• _WHAT IS EXPECTED_: Your task is to copy the lines of the data below from the line holding "Exercise. Pin every instance of the domed" through the line holding "Exercise. Pin every instance of the dark", inclusive, exactly and with nothing added.

(Records from a collection)
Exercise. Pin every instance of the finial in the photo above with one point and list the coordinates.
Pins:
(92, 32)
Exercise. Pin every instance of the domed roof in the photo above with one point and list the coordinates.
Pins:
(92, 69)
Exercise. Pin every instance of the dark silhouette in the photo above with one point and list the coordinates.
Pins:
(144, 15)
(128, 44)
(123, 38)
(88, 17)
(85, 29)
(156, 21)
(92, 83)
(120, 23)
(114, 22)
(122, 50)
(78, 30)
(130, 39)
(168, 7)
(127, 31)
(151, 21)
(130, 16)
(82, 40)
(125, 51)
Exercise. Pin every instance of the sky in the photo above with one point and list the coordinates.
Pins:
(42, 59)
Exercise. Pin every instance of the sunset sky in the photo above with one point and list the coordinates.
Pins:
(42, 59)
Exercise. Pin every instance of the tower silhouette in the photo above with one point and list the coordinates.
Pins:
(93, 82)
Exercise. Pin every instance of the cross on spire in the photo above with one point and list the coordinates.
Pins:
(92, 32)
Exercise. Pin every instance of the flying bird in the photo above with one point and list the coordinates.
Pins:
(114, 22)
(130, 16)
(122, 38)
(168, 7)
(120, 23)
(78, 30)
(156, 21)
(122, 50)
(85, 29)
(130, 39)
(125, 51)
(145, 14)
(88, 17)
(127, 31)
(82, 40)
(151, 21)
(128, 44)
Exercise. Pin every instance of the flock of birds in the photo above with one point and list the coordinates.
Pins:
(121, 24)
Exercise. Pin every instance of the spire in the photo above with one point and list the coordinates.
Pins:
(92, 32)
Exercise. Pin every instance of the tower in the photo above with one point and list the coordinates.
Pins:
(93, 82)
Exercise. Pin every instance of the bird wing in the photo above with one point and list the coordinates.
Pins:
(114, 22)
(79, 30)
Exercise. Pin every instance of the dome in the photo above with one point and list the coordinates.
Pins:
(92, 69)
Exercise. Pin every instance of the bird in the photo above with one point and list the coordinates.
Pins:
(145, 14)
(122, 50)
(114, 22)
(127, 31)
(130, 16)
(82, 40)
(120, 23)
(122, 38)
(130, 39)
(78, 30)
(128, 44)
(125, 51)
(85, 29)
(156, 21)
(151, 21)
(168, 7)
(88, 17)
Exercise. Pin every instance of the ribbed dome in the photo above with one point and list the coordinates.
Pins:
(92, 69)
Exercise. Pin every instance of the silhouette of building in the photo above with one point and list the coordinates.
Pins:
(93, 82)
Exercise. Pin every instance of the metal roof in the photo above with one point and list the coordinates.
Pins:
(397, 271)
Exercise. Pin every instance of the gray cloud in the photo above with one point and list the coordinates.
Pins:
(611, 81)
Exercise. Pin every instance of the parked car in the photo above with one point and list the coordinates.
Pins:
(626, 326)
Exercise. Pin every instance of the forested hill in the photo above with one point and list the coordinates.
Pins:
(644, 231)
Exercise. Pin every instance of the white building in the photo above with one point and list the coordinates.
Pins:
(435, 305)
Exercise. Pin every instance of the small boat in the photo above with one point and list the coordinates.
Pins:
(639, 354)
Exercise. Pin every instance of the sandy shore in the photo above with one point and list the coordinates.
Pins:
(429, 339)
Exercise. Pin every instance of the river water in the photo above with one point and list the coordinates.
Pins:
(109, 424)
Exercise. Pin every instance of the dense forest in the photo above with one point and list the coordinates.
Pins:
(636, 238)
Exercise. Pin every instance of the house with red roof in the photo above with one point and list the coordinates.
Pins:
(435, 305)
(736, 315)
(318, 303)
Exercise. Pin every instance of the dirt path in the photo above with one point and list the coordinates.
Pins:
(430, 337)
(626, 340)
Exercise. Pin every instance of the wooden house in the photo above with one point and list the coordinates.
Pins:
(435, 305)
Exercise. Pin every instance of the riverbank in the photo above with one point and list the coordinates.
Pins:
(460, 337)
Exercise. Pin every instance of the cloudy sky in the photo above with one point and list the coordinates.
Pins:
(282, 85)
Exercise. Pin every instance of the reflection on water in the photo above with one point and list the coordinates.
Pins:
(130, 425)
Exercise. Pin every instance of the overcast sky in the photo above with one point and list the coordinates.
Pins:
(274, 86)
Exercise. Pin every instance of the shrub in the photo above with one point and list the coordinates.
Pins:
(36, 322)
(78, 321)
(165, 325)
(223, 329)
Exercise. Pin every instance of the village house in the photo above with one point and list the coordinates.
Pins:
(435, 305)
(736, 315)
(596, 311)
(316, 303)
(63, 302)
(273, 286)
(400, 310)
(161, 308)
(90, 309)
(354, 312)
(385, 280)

• _TASK RESULT_:
Exercise. Pin every instance of the domed roof in the photo above with one point and list the coordinates.
Pins:
(92, 69)
Exercise. Pin every instance of the dark silhouette in the photo above with one point and list the coordinates.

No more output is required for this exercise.